Quoted text:

In this blog the Indianapolis Criminal Defense Attorneys at Banks & Brower look at sentence modifications. A sentence modification is a mechanism by which a person convicted of a crime can seek to have the length or placement of the sentence changed after some portion of his or her sentence has been completed.  For example, a person may seek to have a few years trimmed off of a sentence or to serve the remainder of a sentence in a work release program rather than prison.
Oftentimes both the convicted person and his or her family desire a modification.  The convicted person may have completed substantial programming while incarcerated that has aided in rehabilitating the person or may otherwise demonstrate that both the penal and rehabilitative goals of the sentence have been accomplished.  There may also be hardship upon the convicted person’s family which could be eliminated or lessened with a successful petition for modification.
Unfortunately, the law in Indiana has not made obtaining a modification easy for most persons convicted of crimes.  If more than 365 days have passed since the person was sentenced, approval of the prosecutor was required before the convicted person could even ask a court to consider a modification.  As expected, it was not with great frequency that prosecutors would agree to modifications.

Data section:
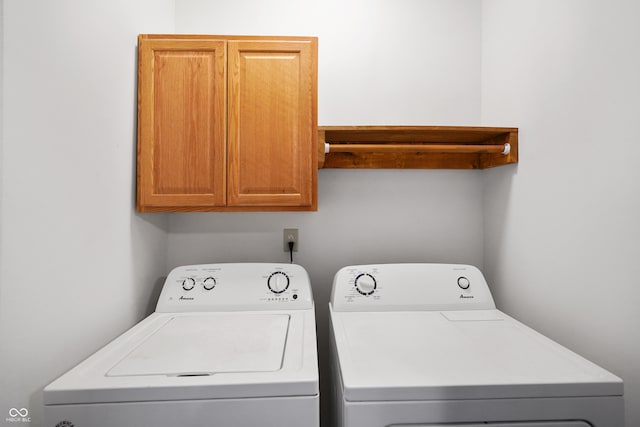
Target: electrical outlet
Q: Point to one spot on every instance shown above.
(290, 235)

Exercises to complete:
1 – In the text on sentence modifications, what was needed before a convicted person could ask an Indiana court to consider a modification once more than 365 days had passed since sentencing?
2 – Do these statements agree with the text on sentence modifications? Answer yes or no for each and quote the deciding words.
(a) A modification can let a person serve the rest of a sentence in a work release program instead of prison.
(b) Indiana prosecutors often agreed to modifications.
(c) A person may seek a modification before serving any part of the sentence.
3 – Reproduce the text on sentence modifications from "Unfortunately, the law" up to and including "agree to modifications.".

Solved tasks:
1 – The prosecutor's approval was required.

2 –
(a) Yes: "to serve the remainder of a sentence in a work release program rather than prison"
(b) No: "it was not with great frequency that prosecutors would agree to modifications"
(c) No: "after some portion of his or her sentence has been completed"

3 –
Unfortunately, the law in Indiana has not made obtaining a modification easy for most persons convicted of crimes.  If more than 365 days have passed since the person was sentenced, approval of the prosecutor was required before the convicted person could even ask a court to consider a modification.  As expected, it was not with great frequency that prosecutors would agree to modifications.